* _Written request A_:
List every entry given under Display Adapters in the hardware details of the Far Cry 2 forum thread below, including repeats.

[Start of Passage given]

# [SOLVED] Error 0xc0150002 Crashing Far Cry 2.



## Blink-Twice (Jan 3, 2009)

Hello, 
I recently purchased the DVD retail version of Far Cry 2, for PC.
When I got home I installed it, everything went standard.
The game installed, and proceeded to open an Autopatcher.
Which downloaded to 100%, and then sat there.
I assumed it safe to close, as it was at 100% and had no faded or even visible "Finished" button.
It closed, and a windows Vista Error message came up saying the following.










I select "Ok", Where it proceeds in another window to say "Far Cry 2 Has Stopped Working."

I've personally seen that my Far Cry 2.exe is updated to the latest patch by looking at its properties.
The weird thing is, There are two. As shown below.










The ubisoft Far Cry2 Launcher Launcher, with the Blue line under it, shows it as up to date (Version 1.2)

While the Far Cry 2 launcher, With the Red line Show's it as 1.1.

I'm not sure if that has anything to do with it or not, it just seems wrong.

I've looked at numerous sources to find a solution, by searching the error code, and the Far Cry tech support, neither has given a fitting solution.
I haven't been able to sucessfully launch the game once, I haven't even gotten far enough to use my access key yet! 
(I have tried uninstalling and reinstalling many times, I have also tried installing the patches manually.)

I've been trying for, oh, 5 hours solid now.
Any help would be VERY appreciated.

I'm running Windows Vista Home Basic 32 bit, Service Pack 1.
Hardware isn't an issue, that much has been dealt with.
But I'll post it anyway.

Windows: Windows NT6.0 (Build 6001) Service Pack 1

Memory (RAM): 2048 MB

CPU Info: Intel(R) Core(TM)2 Quad CPU Q6600 @ 2.40GHz

CPU Speed: 2399.4 MHz

Sound card: Creative X-fi SoundBlaster Fatal1ty (Not sure how it's spelled right now)

Display Adapters: NVIDIA GeForce 8800 GT 1GB | NVIDIA 
GeForce 8800 GT 1GB | RDPDD Chained DD | RDP Encoder Mirror Driver

Screen Resolution: 1280 X 1024 - 32 bit

Network Adapters: Realtek RTL8168C(P)/8111C(P) Family PCI-E Gigabit Ethernet NIC (NDIS 6.0) 

CD / DVD Drives: D: TSSTcorpCDDVDW SH-S203S

Hard Disks: C: 465.8GB

Hard Disks - Free: C: 343.5GB

Motherboard: Gigabyte Technology Co., Ltd. X48-DQ6


----------



## Blink-Twice (Jan 3, 2009)

*Re: Error 0xc0150002 Crashing Far Cry 2.*

UPDATE: I've checked, the Program Underlined BLUE is the autoupdater that gives me the message.
PS: Every program there seems to give me the message.


----------



## Aus_Karlos (Mar 10, 2007)

*Re: Error 0xc0150002 Crashing Far Cry 2.*

This might be a pain but un-install the game again. Make sure all files/folders related to FarCry2 have been deleted. This includes My Documents.

[End of Passage given]
[Start of Supplied material]

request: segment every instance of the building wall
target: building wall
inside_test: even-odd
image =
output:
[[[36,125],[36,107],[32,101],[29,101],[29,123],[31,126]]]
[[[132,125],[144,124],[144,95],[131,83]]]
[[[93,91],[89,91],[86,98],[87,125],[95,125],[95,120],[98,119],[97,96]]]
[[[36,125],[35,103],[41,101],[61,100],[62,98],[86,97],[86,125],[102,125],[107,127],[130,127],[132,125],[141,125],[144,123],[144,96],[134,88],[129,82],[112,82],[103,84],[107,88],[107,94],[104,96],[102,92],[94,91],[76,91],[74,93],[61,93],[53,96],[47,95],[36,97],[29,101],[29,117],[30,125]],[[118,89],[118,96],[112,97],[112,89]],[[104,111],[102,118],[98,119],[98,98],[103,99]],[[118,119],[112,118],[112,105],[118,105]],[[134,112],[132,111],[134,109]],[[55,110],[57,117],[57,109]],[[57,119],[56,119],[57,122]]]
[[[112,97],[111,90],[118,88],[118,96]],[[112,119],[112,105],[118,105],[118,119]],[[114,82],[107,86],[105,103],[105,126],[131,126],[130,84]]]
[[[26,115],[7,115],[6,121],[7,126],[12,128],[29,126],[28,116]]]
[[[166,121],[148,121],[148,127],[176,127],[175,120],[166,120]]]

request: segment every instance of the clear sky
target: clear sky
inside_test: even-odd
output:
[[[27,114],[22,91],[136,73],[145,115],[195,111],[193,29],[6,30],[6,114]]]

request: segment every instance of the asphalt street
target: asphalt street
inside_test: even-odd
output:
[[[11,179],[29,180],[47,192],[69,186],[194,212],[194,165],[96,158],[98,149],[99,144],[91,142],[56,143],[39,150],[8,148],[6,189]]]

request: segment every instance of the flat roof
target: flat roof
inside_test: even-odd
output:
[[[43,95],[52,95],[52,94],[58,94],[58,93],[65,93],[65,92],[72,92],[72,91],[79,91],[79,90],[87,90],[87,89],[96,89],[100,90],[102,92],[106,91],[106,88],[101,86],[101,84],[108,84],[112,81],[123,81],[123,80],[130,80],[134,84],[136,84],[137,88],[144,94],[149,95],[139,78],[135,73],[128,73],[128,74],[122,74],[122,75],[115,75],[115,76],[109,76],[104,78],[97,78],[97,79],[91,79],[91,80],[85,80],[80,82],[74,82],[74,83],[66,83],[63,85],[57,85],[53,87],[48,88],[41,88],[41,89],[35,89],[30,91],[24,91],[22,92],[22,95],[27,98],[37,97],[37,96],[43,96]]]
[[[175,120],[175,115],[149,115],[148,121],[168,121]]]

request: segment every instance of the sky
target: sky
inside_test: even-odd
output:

[End of Supplied material]

* _Written request B_:
Format everything in the listing above, from the line containing "request: segment every instance of the flat" down to the end of the listing, as a Markdown table with the columns Row and Entry. Number each row and leave out blank lines.

* _Right answer A_:
NVIDIA GeForce 8800 GT 1GB
NVIDIA GeForce 8800 GT 1GB
RDPDD Chained DD
RDP Encoder Mirror Driver

* _Right answer B_:
| Row | Entry |
|---|---|
| 1 | request: segment every instance of the flat roof |
| 2 | target: flat roof |
| 3 | inside_test: even-odd |
| 4 | output: |
| 5 | [[[43,95],[52,95],[52,94],[58,94],[58,93],[65,93],[65,92],[72,92],[72,91],[79,91],[79,90],[87,90],[87,89],[96,89],[100,90],[102,92],[106,91],[106,88],[101,86],[101,84],[108,84],[112,81],[123,81],[123,80],[130,80],[134,84],[136,84],[137,88],[144,94],[149,95],[139,78],[135,73],[128,73],[128,74],[122,74],[122,75],[115,75],[115,76],[109,76],[104,78],[97,78],[97,79],[91,79],[91,80],[85,80],[80,82],[74,82],[74,83],[66,83],[63,85],[57,85],[53,87],[48,88],[41,88],[41,89],[35,89],[30,91],[24,91],[22,92],[22,95],[27,98],[37,97],[37,96],[43,96]]] |
| 6 | [[[175,120],[175,115],[149,115],[148,121],[168,121]]] |
| 7 | request: segment every instance of the sky |
| 8 | target: sky |
| 9 | inside_test: even-odd |
| 10 | output: |